▶ **Material shown**:
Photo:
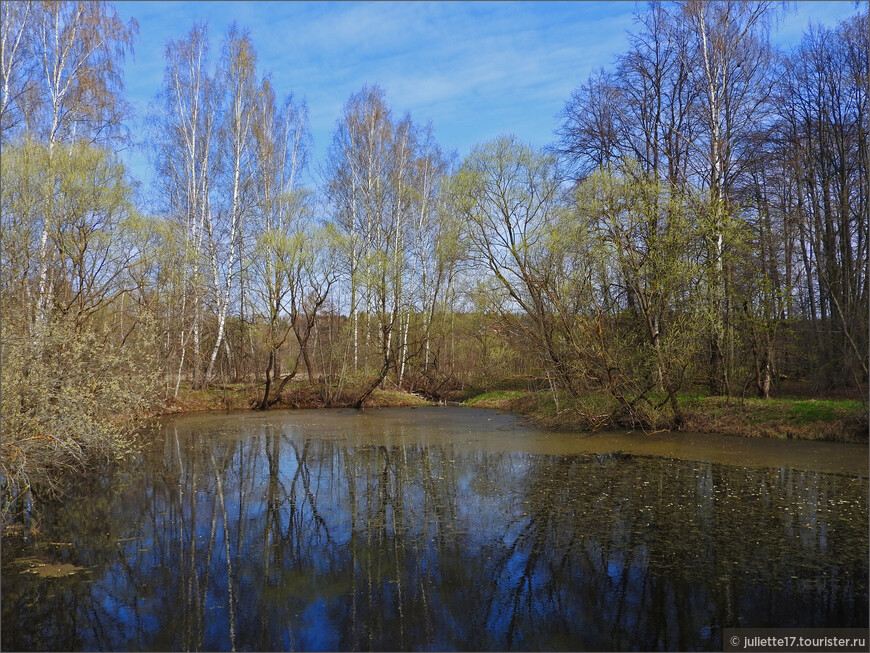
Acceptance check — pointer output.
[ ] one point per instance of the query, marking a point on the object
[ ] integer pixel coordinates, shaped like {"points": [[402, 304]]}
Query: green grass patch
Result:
{"points": [[496, 399]]}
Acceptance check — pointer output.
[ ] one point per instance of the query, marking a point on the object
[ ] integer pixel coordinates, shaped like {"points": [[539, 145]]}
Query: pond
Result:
{"points": [[443, 529]]}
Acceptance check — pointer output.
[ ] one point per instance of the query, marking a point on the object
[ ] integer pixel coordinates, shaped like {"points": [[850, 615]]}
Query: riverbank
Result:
{"points": [[826, 419], [245, 396], [832, 420]]}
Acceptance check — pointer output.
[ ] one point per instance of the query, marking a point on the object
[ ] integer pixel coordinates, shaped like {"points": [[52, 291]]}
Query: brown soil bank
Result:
{"points": [[299, 395]]}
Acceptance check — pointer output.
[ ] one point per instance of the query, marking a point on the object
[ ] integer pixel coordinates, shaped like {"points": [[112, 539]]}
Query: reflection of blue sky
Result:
{"points": [[475, 546]]}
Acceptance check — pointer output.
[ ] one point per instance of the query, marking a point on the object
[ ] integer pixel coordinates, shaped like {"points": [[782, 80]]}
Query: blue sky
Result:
{"points": [[475, 69]]}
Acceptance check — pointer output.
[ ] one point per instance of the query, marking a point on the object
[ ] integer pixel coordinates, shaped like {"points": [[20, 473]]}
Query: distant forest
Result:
{"points": [[699, 224]]}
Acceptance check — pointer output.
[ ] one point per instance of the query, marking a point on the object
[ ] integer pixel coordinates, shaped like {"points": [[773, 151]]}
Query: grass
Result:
{"points": [[840, 420]]}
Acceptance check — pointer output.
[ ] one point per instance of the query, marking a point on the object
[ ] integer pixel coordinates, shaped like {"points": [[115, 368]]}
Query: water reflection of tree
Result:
{"points": [[281, 541], [621, 552]]}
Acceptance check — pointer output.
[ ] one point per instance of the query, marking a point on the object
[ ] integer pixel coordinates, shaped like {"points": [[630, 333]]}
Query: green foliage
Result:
{"points": [[71, 400]]}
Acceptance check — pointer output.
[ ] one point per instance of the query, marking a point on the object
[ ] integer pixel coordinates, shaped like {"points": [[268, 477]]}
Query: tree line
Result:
{"points": [[700, 221]]}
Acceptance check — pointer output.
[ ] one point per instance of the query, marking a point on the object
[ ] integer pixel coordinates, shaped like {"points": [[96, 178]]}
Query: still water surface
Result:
{"points": [[443, 529]]}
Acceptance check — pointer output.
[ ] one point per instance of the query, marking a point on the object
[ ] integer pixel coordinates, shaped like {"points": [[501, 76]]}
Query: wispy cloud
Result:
{"points": [[475, 69]]}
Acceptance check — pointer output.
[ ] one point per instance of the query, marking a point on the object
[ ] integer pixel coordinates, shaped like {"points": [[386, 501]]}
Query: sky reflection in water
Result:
{"points": [[434, 530]]}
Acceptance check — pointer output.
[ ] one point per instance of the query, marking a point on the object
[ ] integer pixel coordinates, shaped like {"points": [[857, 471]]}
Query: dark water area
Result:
{"points": [[442, 529]]}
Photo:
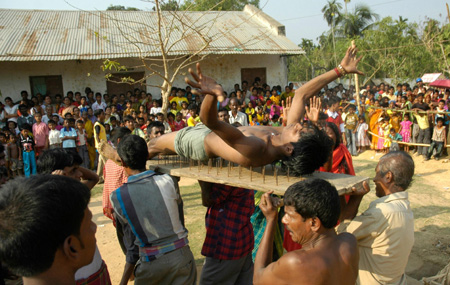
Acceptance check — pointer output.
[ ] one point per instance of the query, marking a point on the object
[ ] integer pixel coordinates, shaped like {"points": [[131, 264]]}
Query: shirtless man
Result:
{"points": [[254, 146], [312, 210]]}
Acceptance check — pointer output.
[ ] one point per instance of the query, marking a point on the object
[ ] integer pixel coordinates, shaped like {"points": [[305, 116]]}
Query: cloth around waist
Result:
{"points": [[149, 253]]}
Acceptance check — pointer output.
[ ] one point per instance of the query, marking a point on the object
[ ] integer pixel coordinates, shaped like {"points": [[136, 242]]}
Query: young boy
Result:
{"points": [[350, 122], [68, 137], [395, 138], [16, 165], [82, 144], [438, 140], [40, 133], [26, 153], [54, 135]]}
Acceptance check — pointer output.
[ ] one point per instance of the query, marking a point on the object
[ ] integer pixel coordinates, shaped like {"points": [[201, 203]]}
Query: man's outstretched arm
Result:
{"points": [[309, 89]]}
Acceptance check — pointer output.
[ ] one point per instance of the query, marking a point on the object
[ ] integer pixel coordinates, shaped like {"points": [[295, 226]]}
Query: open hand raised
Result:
{"points": [[350, 61], [204, 84]]}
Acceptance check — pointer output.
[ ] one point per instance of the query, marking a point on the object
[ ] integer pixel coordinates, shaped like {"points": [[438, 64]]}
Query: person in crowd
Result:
{"points": [[50, 250], [99, 136], [60, 162], [40, 133], [385, 231], [438, 140], [26, 153], [312, 209], [157, 249]]}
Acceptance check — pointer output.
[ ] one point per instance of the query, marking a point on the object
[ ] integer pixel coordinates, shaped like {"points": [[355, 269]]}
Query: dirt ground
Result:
{"points": [[429, 196]]}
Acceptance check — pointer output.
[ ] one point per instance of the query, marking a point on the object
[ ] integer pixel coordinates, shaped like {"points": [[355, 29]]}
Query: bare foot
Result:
{"points": [[109, 152]]}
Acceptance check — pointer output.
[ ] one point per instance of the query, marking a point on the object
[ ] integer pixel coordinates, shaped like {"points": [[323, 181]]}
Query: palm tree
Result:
{"points": [[360, 20], [331, 14]]}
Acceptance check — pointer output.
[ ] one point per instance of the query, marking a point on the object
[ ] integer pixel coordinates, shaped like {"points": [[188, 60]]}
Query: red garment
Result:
{"points": [[114, 177], [229, 232], [337, 121], [340, 153]]}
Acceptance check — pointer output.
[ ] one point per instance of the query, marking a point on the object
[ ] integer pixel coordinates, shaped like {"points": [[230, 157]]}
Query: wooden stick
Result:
{"points": [[358, 103]]}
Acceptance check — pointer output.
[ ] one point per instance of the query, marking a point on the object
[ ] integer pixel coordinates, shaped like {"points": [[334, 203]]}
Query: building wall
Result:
{"points": [[76, 75]]}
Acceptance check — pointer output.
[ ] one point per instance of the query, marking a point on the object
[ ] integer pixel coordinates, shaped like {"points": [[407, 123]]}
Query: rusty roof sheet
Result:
{"points": [[35, 35]]}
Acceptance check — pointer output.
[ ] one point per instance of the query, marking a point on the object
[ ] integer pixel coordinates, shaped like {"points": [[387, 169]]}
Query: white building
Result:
{"points": [[51, 52]]}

▶ **Goal of the exercise**: Using the records above, retype everything exactly except the pictures.

▶ **Final answer**:
Photo:
Acceptance check — pointer output.
[ ] one point per instance of the query, marking a point on the object
[ ] integer pixel coordinates, shaped like {"points": [[402, 304]]}
Query: green grass patch
Result:
{"points": [[496, 399]]}
Acceptance check — pointer output.
[ ] one point per instance of the query, marking a point on the object
[ ] integer pixel coordinates, shaped like {"points": [[539, 145]]}
Query: pond
Result:
{"points": [[443, 529]]}
Acceptance check — pointer output.
[ ] one point per instance of the query, marking a point on the object
[ ] integer pixel coordinates, shaped like {"points": [[850, 615]]}
Query: riverbank
Result:
{"points": [[826, 419], [245, 396], [832, 420]]}
Acceptance check — pointer output.
[ ] one point per instance of the query, marking a point on the object
[ ] integer pixel coordinates, shaped like {"points": [[52, 291]]}
Query: brown soil bank
Result:
{"points": [[299, 395]]}
Acceptance check — pointer output.
[ ] one point per instance of the query, marking a point on the object
[ ] integer pixel coordinates, shaped like {"points": [[112, 539]]}
Query: reflection of blue sky
Result:
{"points": [[475, 546]]}
Acceptance check — pointer output.
[ ] one point per instance of the query, marking a point on the object
[ ] integer pixel coordinates, shaped like {"points": [[782, 80]]}
Query: blue sky
Result:
{"points": [[475, 69]]}
Acceptance check — pointer output.
[ ] one point per instance of the query, marking a point on the object
[ ] integer pixel coordinates, shaped like {"points": [[20, 473]]}
Query: distant forest
Result:
{"points": [[699, 224]]}
Acceptance check — pointer output.
[ ] one point per instance of the query, marking a point on the object
[ ] integer pixel coordinates, shaped like {"points": [[773, 151]]}
Query: grass
Result:
{"points": [[840, 420]]}
Acceptance check — pointer output.
[ ] one point per instance of the query, marking a point on the object
[ ] integer pixel coordinates, shaped like {"points": [[115, 368]]}
Query: water reflection of tree
Result:
{"points": [[281, 541], [621, 552]]}
Acceptance check — pointer output.
[ ] one point per instance of the query, marking a point on the object
[ ] integer pixel coordinates, shaped like {"points": [[630, 333]]}
Query: green foliage
Result:
{"points": [[71, 400]]}
Acceptance check — pointer output.
[ ] one point per instance of the query, marking a point on the object
[ ] integer pixel coordinates, shaped like {"points": [[268, 477]]}
Query: tree line
Result:
{"points": [[700, 221]]}
Acceptance check — pointer output.
[ ] one point per instance of the query, marking a point on the object
[ ] integer pixel coordinates, shaped like {"points": [[96, 178]]}
Query: still water surface
Result:
{"points": [[443, 529]]}
Acceptance check — pointer output.
[ ] one point per instance of the query, marking a point on the object
[ ] integer pixel coordinates, shaped like {"points": [[501, 76]]}
Query: wispy cloud
Result:
{"points": [[475, 69]]}
Acceptance check — pointer output.
[ ] one point per instance of the query, marking a point on the object
[ ] integer pixel coordinates, shaped like {"points": [[386, 501]]}
Query: sky reflection in water
Result:
{"points": [[434, 530]]}
Acceptance check — pointer output.
[ ] one point per instance of the query, marking a point on the object
[ ] integer pixel coordinates, shaped like {"points": [[857, 471]]}
Query: dark water area
Result:
{"points": [[442, 529]]}
Photo:
Acceptance check — pointer output.
[ ] one point per instance of the query, marking a point on the object
[ ] integer pixel coordinates, shaped like {"points": [[131, 264]]}
Query: shirtless man
Result:
{"points": [[254, 146], [312, 210]]}
Acceptance check — pointer output.
[ ] one point per instance of the query, marking a point on the object
[ ] integer pixel coordinates, shaped like {"points": [[305, 116]]}
Query: cloth around waist
Result:
{"points": [[149, 253]]}
Acceptance check — pointer output.
[ ] one point per instance of the query, marking a point on the object
[ ] integer pixel coordinates, shaped like {"points": [[136, 242]]}
Query: young boy
Result:
{"points": [[350, 122], [68, 137], [395, 138], [16, 165], [82, 144], [438, 140], [40, 133], [26, 153], [54, 135]]}
Acceptance check — pointer output.
[ ] one point per instance of the query, marking a point on the object
[ ] integer pixel coordinates, shaped like {"points": [[201, 203]]}
Query: man's outstretched arm
Result:
{"points": [[309, 89]]}
Acceptance check — pointer output.
[ ] one point per instance of the query, marking a point on the object
[ ] integer pixel coordinates, shaped like {"points": [[295, 226]]}
Query: open hand raised
Result:
{"points": [[350, 61], [204, 84]]}
Acceptance check — pointer output.
[ ] one point per instance of the query, marking a point on the object
[ ] integer pixel coordinates, shaped like {"points": [[438, 64]]}
Query: person in crowd
Result:
{"points": [[50, 250], [99, 136], [60, 162], [40, 133], [385, 231], [438, 140], [26, 153], [312, 209], [157, 249]]}
Acceptance check — pointer output.
[ ] one point per instance of the query, marking a point on the object
[ ] integer pixel coordinates, shaped like {"points": [[355, 269]]}
Query: dirt ground
Result:
{"points": [[429, 196]]}
Acceptance check — pointer output.
[ ] one point per instance of the query, marking a point on the object
[ ] integer pixel coordinates, shaped like {"points": [[355, 29]]}
Query: bare foot
Result:
{"points": [[109, 152]]}
Acceptance check — pointer output.
[ ] one point per instance of the query, marking a point on the object
[ ] integer pixel coordinates, shaped like {"points": [[323, 181]]}
Query: palm tree
Result:
{"points": [[360, 20], [331, 14]]}
Acceptance check — pointer output.
[ ] one point per instance of the query, marking a point on the object
[ ] integer pixel coordinates, shaped like {"points": [[188, 60]]}
Query: red garment
Result:
{"points": [[114, 177], [229, 232], [337, 121], [340, 153]]}
Acceptance check — pointer output.
[ ] one point per instance of the query, marking a point on the object
[ ] integer pixel coordinates, shaped like {"points": [[230, 157]]}
Query: wooden stick
Result:
{"points": [[358, 103]]}
Acceptance check — pointer output.
[ ] one point per instance of the query, marking a point on the object
[ ] integer pixel coordinates, shaped like {"points": [[334, 203]]}
Query: building wall
Result:
{"points": [[76, 75]]}
Acceptance check — pointer output.
[ ] one point per instance of the query, marking a point on the object
[ ] integer pixel coordinates, shaped like {"points": [[407, 123]]}
Query: rusty roof sheet
Result:
{"points": [[35, 35]]}
Acceptance check — pointer output.
[ ] one point per instance of the query, marking a point on the object
[ ] integer pixel coordinates, shaped like {"points": [[387, 169]]}
Query: white building
Result:
{"points": [[51, 52]]}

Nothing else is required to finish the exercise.